#### [WORK TO DO]
Write the next part of the forum thread on the Newall NMS300 DRO feed rate problem, starting right after the last line shown.

# Newall NMS300 DRO problem



## dpb (Jul 2, 2019)

I’m trying to use the feed rate function on a Newall NMS300 DRO, on a mill.  As far as I can tell, I have it set to show inches per minute.  All I’m getting are increments of 6.  It will show a feed rate of zero, as feed speed is increased, it will show 6, increase it a bunch more, and the 6 changes to 12, etc.  
The DRO is brand new, and otherwise appears to be functional.
Any ideas?


----------



## mksj (Jul 2, 2019)

Did you check that the feed rate function is on and set to the correct rate (IPM):
Func .. Feed ON
Setup .. Feed Minutes and inches
Otherwise call Newall tech.


----------



## dpb (Jul 2, 2019)

mksj said:


> Did you check that the feed rate function is on and set to the correct rate (IPM):
> Func .. Feed ON
> Setup .. Feed Minutes and inches
> Otherwise call Newall tech.

#### [STORED RECORDS]
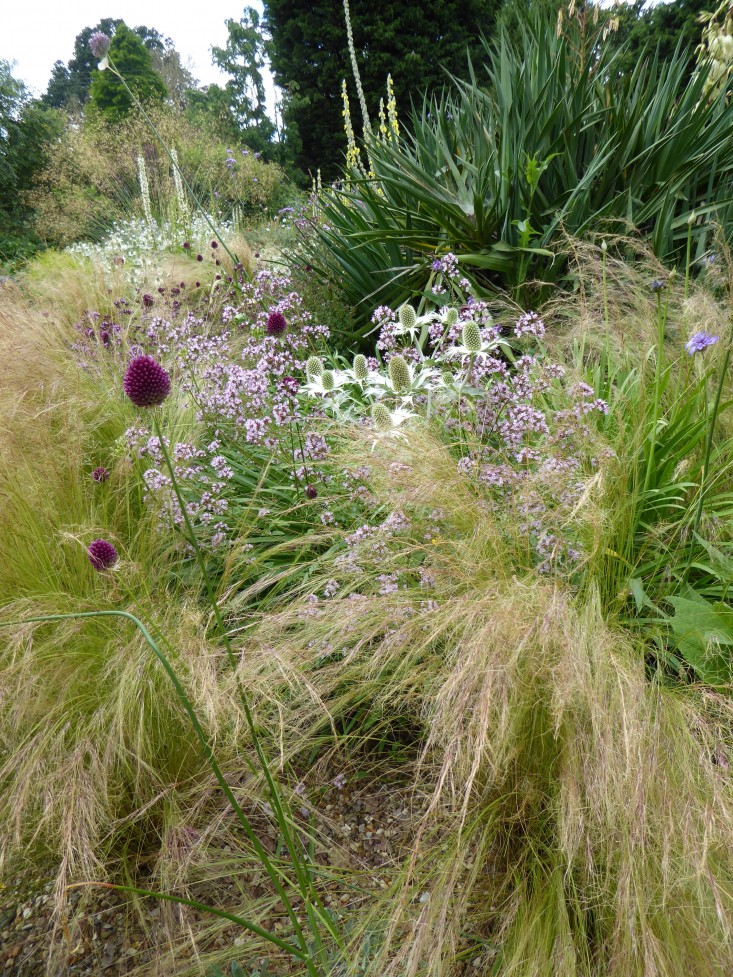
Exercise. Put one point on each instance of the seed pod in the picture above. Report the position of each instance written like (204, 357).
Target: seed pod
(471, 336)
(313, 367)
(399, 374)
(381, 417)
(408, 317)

...

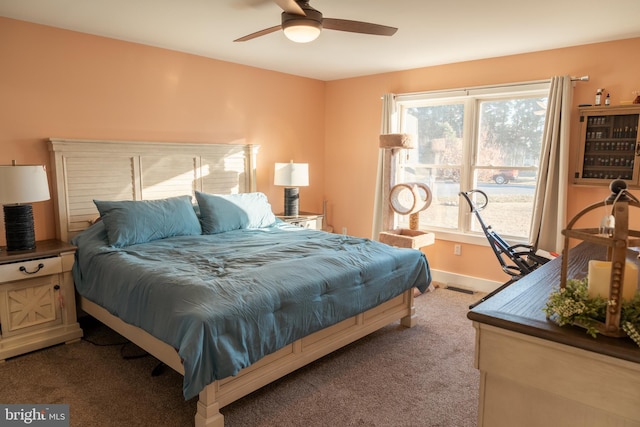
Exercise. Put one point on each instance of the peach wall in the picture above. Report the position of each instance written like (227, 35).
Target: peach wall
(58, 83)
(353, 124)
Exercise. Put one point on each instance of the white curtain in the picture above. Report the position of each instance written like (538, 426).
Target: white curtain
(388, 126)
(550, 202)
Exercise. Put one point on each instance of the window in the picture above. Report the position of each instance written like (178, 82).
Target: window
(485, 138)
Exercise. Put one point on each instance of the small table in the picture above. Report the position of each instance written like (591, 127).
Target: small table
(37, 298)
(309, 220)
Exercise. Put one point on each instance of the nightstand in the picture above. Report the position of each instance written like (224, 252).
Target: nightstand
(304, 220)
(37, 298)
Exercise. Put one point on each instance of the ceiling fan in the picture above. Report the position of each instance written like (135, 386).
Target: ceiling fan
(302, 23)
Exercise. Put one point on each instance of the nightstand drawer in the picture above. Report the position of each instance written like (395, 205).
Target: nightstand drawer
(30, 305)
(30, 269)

#### [REPLY]
The setup checks out.  I called Newall tech.  They called me back pretty quickly but had no answers, said they’d call me back tomorrow.  It shifts from 6 to 12 to 18, etc. right when it ought to, I’d just like to see the numbers in between.


----------



## astjp2 (Jul 2, 2019)

Is this their economy line?


----------



## dpb (Jul 3, 2019)

Tech support called me back.  Says they tested one, had the same problem.  The issue has been forwarded to engineering, but no clue if / when there will be a resolution.  Apparently this edition of the product has been on the market for 2-3 years, and I’m the first complaint about this issue.
Can’t complain about the response time, but this is irritating.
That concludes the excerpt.